> _WHAT TO WORK ON_
#1 According to the results section, at what temperature can the expected LMO be obtained?
#2 From the results section, quote the passage that begins with "Fig. 3 shows" and ends after "of LMO precursors.".
#3 Give every temperature at which the results section reports a peak in the DTG curve.

> _SOURCE DOCUMENT_

3. Results and discussion

Fig. 2 displays the XRD patterns of the synthesized S1–S5 and as-prepared pure EG. The diffraction peaks of the main crystal planes (111), (311), (222), (400), (331), (511), (440) and (531) of all the LMO samples are at 2θ = 18.6°, 36.1°, 37.8°, 43.9°, 48.1°, 58.2°, 63.9°, and 67.2°, which completely agree with the planes of the standard spinel LMO (JCPDS card no. 88-1026). It means that S1–S5 have been successfully synthesized. The pure EG sample exhibits a major diffraction peak at 2θ = 26.6°, but there is no similar peak found in S1–S5. This shows that EG as the soft template has been completely oxidized and removed during the synthesis of LMO and it does not affect the structure of LMO crystal. The average crystal size (D) of LMO is obtained by the following equation:

β cos(θ) = κλ/D (5)

where β represents the full-width-at-half-maximum (FWHM) of the XRD peak and κ represents a constant (0.9). The D values of S1–S5 calculated by the equation from the strongest peak at 2θ = 18.6° are 91 nm, 96 nm, 87 nm, 89 nm and 96 nm, respectively, which indicates that there is a little effect on the crystal size of LMO by using the EG soft template.

Fig. 2 XRD patterns of S1–S5 and EG.

Fig. 3 shows the TG and derivative thermogravimetry (DTG) curves of LMO precursor-EG composite. It can be seen that between 200 °C and 600 °C, the weight of the LMO precursor-EG composite continues to decrease, and the three peaks displayed by the DTG curve at 285 °C, 365 °C and 536 °C represent the rapid conversion of the precursor to LMO material and the rapid oxidation of EG. When the temperature reaches 700 °C at which EG is completely oxidized and the residual weight has been stabilized. So it can be determined that the expected LMO can be obtained at 700 °C.

Fig. 3 TG and DTG curves of LMO precursors.

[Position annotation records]
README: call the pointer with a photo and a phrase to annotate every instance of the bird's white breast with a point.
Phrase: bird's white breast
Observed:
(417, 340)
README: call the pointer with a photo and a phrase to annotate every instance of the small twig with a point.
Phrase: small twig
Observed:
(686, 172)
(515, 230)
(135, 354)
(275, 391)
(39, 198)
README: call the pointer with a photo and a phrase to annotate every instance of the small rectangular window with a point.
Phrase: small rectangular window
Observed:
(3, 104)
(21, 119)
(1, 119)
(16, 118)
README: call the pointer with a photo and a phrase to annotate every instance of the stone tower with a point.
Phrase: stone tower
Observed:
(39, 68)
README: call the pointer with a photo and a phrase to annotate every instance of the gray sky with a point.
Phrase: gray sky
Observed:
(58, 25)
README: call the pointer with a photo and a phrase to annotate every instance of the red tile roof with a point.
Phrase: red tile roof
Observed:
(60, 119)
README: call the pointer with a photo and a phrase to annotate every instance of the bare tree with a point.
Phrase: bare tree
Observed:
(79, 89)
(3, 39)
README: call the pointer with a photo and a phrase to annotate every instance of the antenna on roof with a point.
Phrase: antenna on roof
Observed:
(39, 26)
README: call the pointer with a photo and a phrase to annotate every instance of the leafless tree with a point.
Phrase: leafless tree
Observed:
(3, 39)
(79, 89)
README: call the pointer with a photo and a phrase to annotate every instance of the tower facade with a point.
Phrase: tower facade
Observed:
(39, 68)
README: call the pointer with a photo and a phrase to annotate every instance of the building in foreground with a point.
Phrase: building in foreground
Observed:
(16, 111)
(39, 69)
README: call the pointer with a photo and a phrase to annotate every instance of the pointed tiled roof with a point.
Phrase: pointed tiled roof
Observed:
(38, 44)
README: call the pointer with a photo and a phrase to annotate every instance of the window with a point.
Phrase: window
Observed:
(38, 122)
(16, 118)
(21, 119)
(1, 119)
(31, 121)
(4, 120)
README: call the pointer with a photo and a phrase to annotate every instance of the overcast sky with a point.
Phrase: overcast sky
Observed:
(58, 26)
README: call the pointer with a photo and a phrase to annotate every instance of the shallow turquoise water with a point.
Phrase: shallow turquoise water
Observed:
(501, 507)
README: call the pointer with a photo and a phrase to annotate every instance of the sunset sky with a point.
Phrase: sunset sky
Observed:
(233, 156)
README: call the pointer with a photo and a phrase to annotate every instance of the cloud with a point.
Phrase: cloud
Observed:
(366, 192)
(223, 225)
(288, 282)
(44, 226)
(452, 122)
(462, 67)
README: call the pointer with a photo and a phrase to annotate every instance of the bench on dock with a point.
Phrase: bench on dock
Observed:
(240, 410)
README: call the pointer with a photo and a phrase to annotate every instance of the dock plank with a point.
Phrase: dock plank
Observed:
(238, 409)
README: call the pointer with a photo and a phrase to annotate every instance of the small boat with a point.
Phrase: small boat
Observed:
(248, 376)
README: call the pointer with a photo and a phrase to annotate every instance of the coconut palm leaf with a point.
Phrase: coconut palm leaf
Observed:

> _REPLIES_
#1 700 °C

#2
Fig. 3 shows the TG and derivative thermogravimetry (DTG) curves of LMO precursor-EG composite. It can be seen that between 200 °C and 600 °C, the weight of the LMO precursor-EG composite continues to decrease, and the three peaks displayed by the DTG curve at 285 °C, 365 °C and 536 °C represent the rapid conversion of the precursor to LMO material and the rapid oxidation of EG. When the temperature reaches 700 °C at which EG is completely oxidized and the residual weight has been stabilized. So it can be determined that the expected LMO can be obtained at 700 °C.

Fig. 3 TG and DTG curves of LMO precursors.

#3 285 °C, 365 °C, and 536 °C